> _REQUIRED WORK_
a) According to the forum post, which pages of 'Heroes of the Fallen Lands' hold the general school description?
b) Copy out each line of the rows that contains the string "beard".

Excellent way to say what I am thinking.


----------



## Walking Dad (Mar 8, 2011)

Nullzone said:


> ...
> Binder warlock is a classic-PHB-ranged-warlock and has nothing to do with hexblades.
> 
> Necro/nethermancy wizard schools have nothing to do with the Mage; in fact, the Mage interpretation of them is listed completely separately.
> ...




Where did you get the information about the Binder? And he will have as much as common with the Hexblade as the Slayer has with the Knight, I think. That does not make it more similar to the PH1 book warlock.

There are no 'wizard schools' mentioned. They are listed under 'School of Magic'. I predict that page 98 contains the fluff and necromancy keyword stuff, usable for all wizard classes (old and new) and starting on page 100 apprentice bonuses and the like for Mages (no stuff for old wizards).
This would be the same as they did in 'Heroes of the Fallen Lands', general school description on page 193-194 and specific Mage school bonuses on 238+.

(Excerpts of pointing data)
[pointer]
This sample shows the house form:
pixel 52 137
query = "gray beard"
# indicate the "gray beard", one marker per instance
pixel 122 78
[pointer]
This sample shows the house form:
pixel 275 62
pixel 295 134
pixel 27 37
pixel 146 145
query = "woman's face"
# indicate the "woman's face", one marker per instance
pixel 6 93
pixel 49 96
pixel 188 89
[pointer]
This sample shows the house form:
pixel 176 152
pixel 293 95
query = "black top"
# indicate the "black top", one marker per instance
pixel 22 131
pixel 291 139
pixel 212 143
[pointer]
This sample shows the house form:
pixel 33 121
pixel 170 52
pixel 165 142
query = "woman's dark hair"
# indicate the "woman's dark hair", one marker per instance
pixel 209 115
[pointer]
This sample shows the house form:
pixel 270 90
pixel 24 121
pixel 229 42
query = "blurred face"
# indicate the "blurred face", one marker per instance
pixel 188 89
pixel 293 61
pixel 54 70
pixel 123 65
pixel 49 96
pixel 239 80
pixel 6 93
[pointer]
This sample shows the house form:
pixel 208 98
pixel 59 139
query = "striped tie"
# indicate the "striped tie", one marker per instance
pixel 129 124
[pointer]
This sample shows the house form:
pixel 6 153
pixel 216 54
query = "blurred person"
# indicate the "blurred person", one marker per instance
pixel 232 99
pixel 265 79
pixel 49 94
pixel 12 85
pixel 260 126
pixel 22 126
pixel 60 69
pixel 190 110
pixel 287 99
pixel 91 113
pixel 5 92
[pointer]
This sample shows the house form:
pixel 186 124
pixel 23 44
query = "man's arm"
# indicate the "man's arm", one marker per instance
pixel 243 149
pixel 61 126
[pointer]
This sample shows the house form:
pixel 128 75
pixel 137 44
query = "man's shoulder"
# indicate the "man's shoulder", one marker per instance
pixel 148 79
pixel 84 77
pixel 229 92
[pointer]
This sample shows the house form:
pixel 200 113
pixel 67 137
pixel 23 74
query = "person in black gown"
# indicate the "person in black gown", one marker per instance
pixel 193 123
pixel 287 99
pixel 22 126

> _PROBLEM SOLUTIONS_
a) Pages 193-194.

b)
query = "gray beard"
# indicate the "gray beard", one marker per instance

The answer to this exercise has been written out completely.